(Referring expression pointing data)
+++++
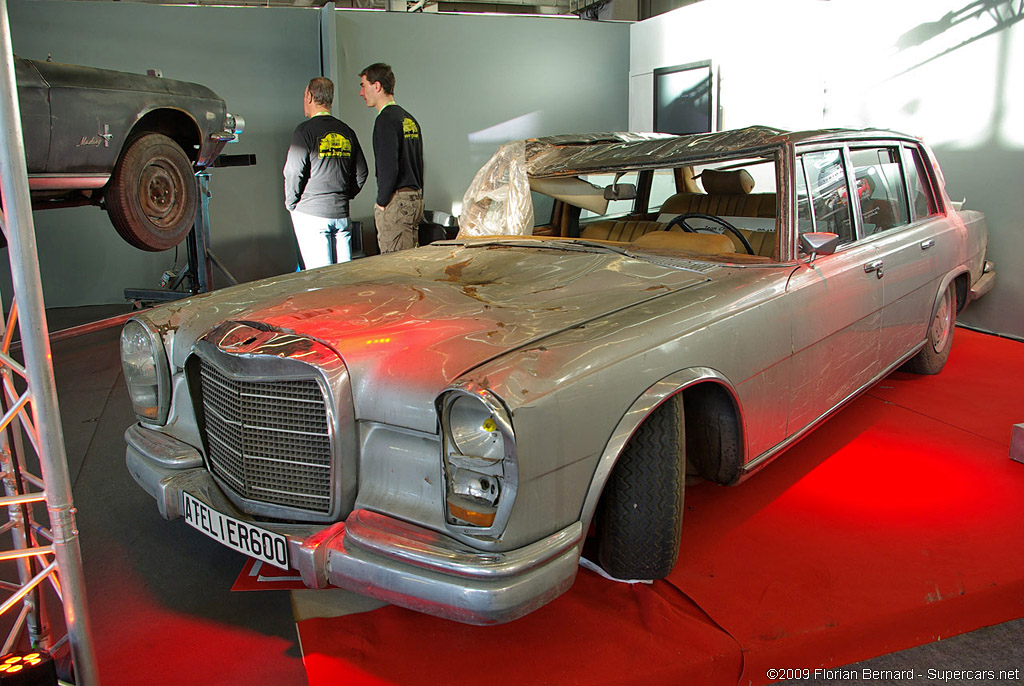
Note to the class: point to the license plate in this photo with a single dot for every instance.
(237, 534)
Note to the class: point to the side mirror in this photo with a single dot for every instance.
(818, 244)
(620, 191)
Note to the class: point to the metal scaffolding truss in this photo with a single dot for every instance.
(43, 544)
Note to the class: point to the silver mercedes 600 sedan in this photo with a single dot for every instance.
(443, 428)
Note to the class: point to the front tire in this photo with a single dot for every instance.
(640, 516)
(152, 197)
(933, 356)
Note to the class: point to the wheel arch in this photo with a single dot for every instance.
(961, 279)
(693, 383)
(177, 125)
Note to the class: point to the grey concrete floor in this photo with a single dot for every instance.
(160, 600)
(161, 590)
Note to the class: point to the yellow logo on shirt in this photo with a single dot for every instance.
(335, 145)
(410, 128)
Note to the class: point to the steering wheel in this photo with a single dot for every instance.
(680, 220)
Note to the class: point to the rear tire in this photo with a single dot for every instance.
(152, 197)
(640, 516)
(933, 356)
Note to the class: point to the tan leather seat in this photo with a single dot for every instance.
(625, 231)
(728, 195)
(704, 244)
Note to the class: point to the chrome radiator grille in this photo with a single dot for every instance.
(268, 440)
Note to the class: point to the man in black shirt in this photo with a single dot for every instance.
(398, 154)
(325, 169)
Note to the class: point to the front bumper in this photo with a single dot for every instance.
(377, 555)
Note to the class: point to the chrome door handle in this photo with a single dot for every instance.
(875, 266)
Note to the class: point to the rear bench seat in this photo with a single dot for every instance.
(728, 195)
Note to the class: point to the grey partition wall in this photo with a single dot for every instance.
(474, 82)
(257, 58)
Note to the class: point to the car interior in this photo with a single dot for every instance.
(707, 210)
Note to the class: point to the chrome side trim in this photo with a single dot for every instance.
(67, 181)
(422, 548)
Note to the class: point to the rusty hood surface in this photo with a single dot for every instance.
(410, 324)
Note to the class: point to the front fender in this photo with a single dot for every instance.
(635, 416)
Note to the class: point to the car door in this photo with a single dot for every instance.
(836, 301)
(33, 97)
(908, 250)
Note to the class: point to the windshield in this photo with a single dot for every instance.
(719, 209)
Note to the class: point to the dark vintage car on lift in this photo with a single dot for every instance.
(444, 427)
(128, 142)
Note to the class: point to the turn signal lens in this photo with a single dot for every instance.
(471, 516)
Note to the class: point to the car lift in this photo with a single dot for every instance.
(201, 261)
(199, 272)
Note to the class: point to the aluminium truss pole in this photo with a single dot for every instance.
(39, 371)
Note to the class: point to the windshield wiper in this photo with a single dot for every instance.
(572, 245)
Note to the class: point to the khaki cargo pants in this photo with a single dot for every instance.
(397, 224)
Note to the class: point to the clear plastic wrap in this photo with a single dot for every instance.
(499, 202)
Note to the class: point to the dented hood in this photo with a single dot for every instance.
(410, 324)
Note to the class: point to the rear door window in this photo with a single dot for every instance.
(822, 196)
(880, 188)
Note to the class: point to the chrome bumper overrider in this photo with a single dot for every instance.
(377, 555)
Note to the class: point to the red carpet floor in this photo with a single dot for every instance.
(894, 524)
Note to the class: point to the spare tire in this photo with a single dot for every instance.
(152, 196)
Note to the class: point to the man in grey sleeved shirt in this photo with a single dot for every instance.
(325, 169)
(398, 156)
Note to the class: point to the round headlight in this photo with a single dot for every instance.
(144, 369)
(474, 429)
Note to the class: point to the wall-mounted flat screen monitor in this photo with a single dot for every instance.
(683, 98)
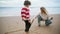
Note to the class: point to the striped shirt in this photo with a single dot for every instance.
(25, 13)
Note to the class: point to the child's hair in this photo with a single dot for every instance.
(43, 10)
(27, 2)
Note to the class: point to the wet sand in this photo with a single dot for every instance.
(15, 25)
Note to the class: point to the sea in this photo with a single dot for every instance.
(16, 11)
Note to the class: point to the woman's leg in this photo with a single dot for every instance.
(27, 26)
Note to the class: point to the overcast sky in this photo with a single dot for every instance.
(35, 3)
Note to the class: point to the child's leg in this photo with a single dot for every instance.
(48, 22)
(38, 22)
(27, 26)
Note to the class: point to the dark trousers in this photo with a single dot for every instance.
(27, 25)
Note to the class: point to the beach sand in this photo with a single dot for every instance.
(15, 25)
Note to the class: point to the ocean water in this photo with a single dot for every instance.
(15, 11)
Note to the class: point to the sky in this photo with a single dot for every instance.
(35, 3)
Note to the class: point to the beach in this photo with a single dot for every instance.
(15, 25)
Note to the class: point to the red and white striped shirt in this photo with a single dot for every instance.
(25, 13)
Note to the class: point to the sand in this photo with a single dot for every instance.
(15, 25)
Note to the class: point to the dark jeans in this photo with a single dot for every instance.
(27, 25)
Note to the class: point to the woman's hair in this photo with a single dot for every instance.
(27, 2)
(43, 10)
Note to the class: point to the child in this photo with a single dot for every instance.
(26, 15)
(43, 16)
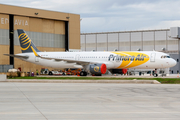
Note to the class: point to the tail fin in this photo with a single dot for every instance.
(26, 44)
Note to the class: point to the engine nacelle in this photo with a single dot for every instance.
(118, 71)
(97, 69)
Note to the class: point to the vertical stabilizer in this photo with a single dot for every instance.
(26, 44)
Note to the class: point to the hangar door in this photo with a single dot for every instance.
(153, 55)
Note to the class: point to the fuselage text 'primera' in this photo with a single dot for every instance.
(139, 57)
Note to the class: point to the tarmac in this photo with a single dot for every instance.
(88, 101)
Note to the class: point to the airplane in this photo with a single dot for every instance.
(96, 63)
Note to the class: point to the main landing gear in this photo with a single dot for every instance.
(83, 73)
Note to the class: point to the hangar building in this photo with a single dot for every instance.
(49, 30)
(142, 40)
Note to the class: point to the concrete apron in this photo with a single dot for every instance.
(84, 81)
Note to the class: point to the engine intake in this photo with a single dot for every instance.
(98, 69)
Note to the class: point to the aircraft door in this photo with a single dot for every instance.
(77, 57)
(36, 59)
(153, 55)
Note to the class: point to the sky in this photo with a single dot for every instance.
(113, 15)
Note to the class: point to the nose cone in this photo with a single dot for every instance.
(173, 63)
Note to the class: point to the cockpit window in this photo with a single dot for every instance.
+++++
▶ [Task details]: What is wanted is the line containing "Note to the class: point to the hangar door" and every line after it through the last line of the entries, printed exactly.

▶ [Output for this task]:
Note to the class: point to the hangar door in this photo with a single dot for every instance.
(153, 55)
Note to the class: point to the fuselage text 'primera' in this photo with a single dot for every instance.
(139, 57)
Note to the class: point to the tarmac in this photo with a single dot for every instance.
(88, 101)
Note to the class: point to the airplane in this photo with a single dot for every instance.
(96, 63)
Note to the class: point to the main landing gear in this photo with a single dot for every instance.
(83, 73)
Note to the class: point to the hangar building in this photo with a single dot for every instance.
(49, 30)
(142, 40)
Note to the class: point to the concrete apron in this photo with a single dot for every instance.
(84, 81)
Note to the class: point to the engine intake in this photo with a single dot for every instance.
(98, 69)
Note to the class: point to the aircraft door in this photo with a single dot for every instance.
(77, 57)
(36, 59)
(153, 55)
Note to the class: point to the sky in this photo with a single dot for every instance.
(113, 15)
Note to the class: point to the nose cone in this photo with a single dot for every instance.
(173, 63)
Note to the class: point to the cockpit window in this photo with a single dot for every instance.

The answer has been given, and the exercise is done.